Work request A>
Output the passage on voice-agent latency verbatim, from "Overlapping makes no" up to and including "more than once.".
Work request B>
In the passage on voice-agent latency, what illustrative cost does the table give for TTS first audio?

Sequential versus overlapped. The same stages, the same per-stage costs, but the overlapped pipeline starts speaking far earlier because nothing waits for a stage to fully finish.

Overlapping makes no stage faster; it changes what you measure. Sequential thinking asks how long until everything is done, but a conversation cares only about when the first sound comes out. Optimize time-to-first-audio and the same components that overshot at 1,180 ms land under 800.

Network latency

Network latency is the cost you cannot hide. Unlike the other stages it overlaps with nothing useful: it is dead time on the wire, paid on every leg. Audio travels from the user to your server, possibly onward to a model provider, and back. If your recognizer is in Virginia and your caller is in Frankfurt, physics adds round-trip time before any computation happens, and a multi-vendor architecture pays that toll more than once.

So serious deployments care about where the compute runs as much as how fast it is. Co-locate recognition, the model, and synthesis in one region, keep the audio path short, and you recover a hundred milliseconds no model tuning would. Telephony agents have it worse: the call crosses the phone network before it reaches your stack.

Stage	Illustrative cost	Can it overlap?	Biggest lever
Endpoint detection	200-400 ms	Partly	Semantic endpointing
STT finalization	50-150 ms	Yes (streaming)	Stream partials
Model first token	300-500 ms	Yes (prime on partials)	First token, not full answer
TTS first audio	100-200 ms	Yes (streaming)	Time-to-first-audio
Network (both legs)	100-200 ms	No	Co-locate, shorten path

Architecture requirements

The budget reframes every architecture choice. A single speech-to-speech model is attractive here because it collapses several of these stages and their seams into one network, cutting hops and handoffs (the trade-offs against the pipeline are weighed in speech-to-speech models vs pipelines). The cascaded pipeline keeps the budget closeable through aggressive overlap and careful placement.

Either way, the discipline is the same: measure time-to-first-audio rather than total turnaround, and treat the silence before the agent speaks as a line item you pay for. The agent that feels fast is usually the one that started talking soonest, not the one with the fastest model.

Common questions

Why 800 milliseconds specifically?

A working target, not a law. It sits between the 200 ms gap of human conversation and the roughly one-second mark where a delay starts to read as a problem, marking where a machine that is allowed to seem like it is thinking still feels responsive. Some use cases tolerate more, a few demand less.

Record extracts>
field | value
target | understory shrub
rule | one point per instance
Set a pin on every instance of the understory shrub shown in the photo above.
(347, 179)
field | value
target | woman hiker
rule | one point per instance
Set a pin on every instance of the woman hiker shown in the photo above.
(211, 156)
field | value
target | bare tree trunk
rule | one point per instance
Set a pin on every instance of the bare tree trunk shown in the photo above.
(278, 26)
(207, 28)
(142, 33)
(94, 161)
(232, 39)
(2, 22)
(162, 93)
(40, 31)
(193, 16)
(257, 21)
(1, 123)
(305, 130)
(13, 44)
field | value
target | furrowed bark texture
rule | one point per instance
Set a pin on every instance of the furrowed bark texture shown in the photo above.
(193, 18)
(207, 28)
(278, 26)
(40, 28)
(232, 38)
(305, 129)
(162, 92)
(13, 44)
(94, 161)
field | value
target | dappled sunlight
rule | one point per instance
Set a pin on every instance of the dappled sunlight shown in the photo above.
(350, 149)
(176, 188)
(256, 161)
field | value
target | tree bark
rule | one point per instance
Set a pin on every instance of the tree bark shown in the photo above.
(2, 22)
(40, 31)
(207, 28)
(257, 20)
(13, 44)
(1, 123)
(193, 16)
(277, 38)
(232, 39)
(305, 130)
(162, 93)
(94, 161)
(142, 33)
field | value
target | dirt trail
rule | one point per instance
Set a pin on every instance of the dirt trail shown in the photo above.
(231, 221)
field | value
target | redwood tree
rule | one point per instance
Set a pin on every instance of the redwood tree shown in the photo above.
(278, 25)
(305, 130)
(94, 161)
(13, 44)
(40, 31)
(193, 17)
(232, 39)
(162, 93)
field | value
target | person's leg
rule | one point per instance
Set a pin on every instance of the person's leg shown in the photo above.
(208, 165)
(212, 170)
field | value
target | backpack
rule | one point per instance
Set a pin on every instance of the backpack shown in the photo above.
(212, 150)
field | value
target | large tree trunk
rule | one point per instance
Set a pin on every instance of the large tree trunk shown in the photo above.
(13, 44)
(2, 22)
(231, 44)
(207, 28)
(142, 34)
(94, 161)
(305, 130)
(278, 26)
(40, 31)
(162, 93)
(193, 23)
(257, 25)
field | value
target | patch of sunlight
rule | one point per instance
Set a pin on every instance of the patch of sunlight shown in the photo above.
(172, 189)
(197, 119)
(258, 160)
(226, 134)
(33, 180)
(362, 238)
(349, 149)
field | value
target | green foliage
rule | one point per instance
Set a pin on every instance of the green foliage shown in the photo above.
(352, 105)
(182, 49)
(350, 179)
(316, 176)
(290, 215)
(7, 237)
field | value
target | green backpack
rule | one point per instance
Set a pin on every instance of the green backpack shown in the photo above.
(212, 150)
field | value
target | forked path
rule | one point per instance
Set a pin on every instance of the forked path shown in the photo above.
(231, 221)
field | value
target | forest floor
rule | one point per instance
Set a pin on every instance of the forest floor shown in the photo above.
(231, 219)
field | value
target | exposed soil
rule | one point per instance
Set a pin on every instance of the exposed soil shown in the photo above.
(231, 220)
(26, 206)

Worked solution A>
Overlapping makes no stage faster; it changes what you measure. Sequential thinking asks how long until everything is done, but a conversation cares only about when the first sound comes out. Optimize time-to-first-audio and the same components that overshot at 1,180 ms land under 800.

Network latency

Network latency is the cost you cannot hide. Unlike the other stages it overlaps with nothing useful: it is dead time on the wire, paid on every leg. Audio travels from the user to your server, possibly onward to a model provider, and back. If your recognizer is in Virginia and your caller is in Frankfurt, physics adds round-trip time before any computation happens, and a multi-vendor architecture pays that toll more than once.

Worked solution B>
100-200 ms